Market View
Sell-off in Bond Markets
In October, investors pulled a net $14.2 billion from taxable bond funds, the worst month since December 2015, Morningstar Inc. estimated. Then in the first two weeks of November, they withdrew another $7 billion.
Here are the key advice of the bond gurus:
- Mark Kiesel | Chief Investment Officer for Credit, PIMCO – On a scale of one to 10, a lot of assets are twos and threes — not attractive, he said. Potential opportunities are emerging in select interest-rate sensitive U.S. areas, such as energy and in the global consumer sector. “I’ll let you know when I start to see some 7s or 8s,” he wrote.
- Michael Buchanan | Deputy Chief Investment Officer, Western Asset Management Co – Prices of investment-grade credit have fallen so far that there are pockets of value, especially for debt maturing within five years, he said. Banks and financials typically benefit from rising rates.
- Scott Minerd | Chief Investment Officer, Guggenheim Partners Investment Management – Move up in credit quality, to A from BBB, while spreads are relatively narrow.

Entries on locating named items:
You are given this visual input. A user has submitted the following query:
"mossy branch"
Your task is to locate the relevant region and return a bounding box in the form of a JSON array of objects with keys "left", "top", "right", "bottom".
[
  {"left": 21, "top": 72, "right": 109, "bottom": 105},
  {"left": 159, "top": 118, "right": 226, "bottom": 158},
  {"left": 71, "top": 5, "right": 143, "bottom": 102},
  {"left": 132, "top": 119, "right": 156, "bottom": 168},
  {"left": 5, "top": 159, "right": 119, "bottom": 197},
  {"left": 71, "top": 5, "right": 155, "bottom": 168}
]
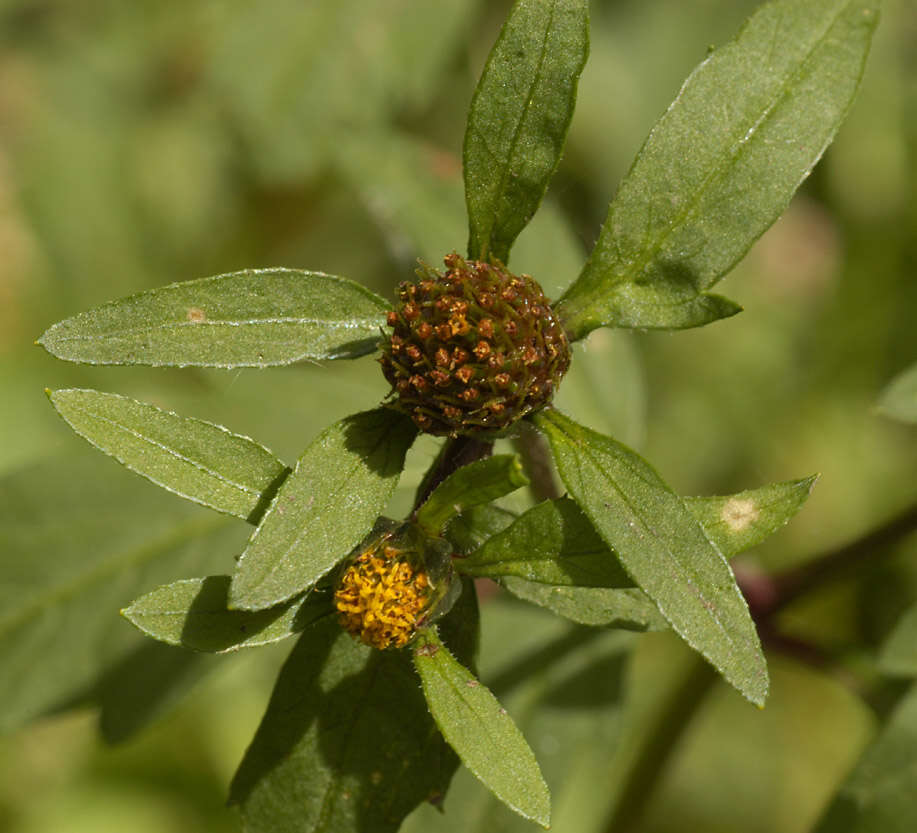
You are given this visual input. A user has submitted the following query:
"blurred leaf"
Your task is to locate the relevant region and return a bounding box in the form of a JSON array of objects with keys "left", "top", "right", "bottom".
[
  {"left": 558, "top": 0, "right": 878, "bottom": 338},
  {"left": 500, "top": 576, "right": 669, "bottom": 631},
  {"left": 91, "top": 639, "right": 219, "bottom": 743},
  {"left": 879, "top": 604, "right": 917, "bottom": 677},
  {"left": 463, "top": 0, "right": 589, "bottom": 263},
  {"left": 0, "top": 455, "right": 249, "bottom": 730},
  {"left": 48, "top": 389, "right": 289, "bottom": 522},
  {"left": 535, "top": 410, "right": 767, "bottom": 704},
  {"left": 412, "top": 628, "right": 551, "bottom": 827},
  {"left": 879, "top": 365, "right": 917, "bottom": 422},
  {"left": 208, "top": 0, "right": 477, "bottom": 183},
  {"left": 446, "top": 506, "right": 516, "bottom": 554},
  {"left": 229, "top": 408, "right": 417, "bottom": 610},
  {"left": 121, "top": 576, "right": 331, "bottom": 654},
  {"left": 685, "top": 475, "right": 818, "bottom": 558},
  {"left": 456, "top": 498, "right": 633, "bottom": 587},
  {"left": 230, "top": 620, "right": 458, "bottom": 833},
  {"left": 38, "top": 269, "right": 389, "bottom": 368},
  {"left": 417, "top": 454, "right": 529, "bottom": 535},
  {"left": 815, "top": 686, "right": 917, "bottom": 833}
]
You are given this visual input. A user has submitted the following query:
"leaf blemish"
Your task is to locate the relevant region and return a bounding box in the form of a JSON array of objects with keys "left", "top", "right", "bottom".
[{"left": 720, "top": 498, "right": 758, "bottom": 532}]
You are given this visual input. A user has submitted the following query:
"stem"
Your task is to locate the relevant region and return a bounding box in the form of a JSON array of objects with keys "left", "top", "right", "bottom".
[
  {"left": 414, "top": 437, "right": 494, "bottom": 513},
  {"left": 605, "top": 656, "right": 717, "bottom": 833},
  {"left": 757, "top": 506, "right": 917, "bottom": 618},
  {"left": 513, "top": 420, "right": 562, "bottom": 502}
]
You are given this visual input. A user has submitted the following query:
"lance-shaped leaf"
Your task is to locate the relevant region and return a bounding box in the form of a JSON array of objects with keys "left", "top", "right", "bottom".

*Task A*.
According to the bond market piece, how much did investors withdraw from taxable bond funds in the first two weeks of November?
*Task B*.
Extract every line of the records that contains the string "leaf", treating case as significant.
The bond market piece and the records are unrelated to each other.

*Correct result A*.
Another $7 billion.

*Correct result B*.
"blurred leaf"
"leaf blemish"
"lance-shaped leaf"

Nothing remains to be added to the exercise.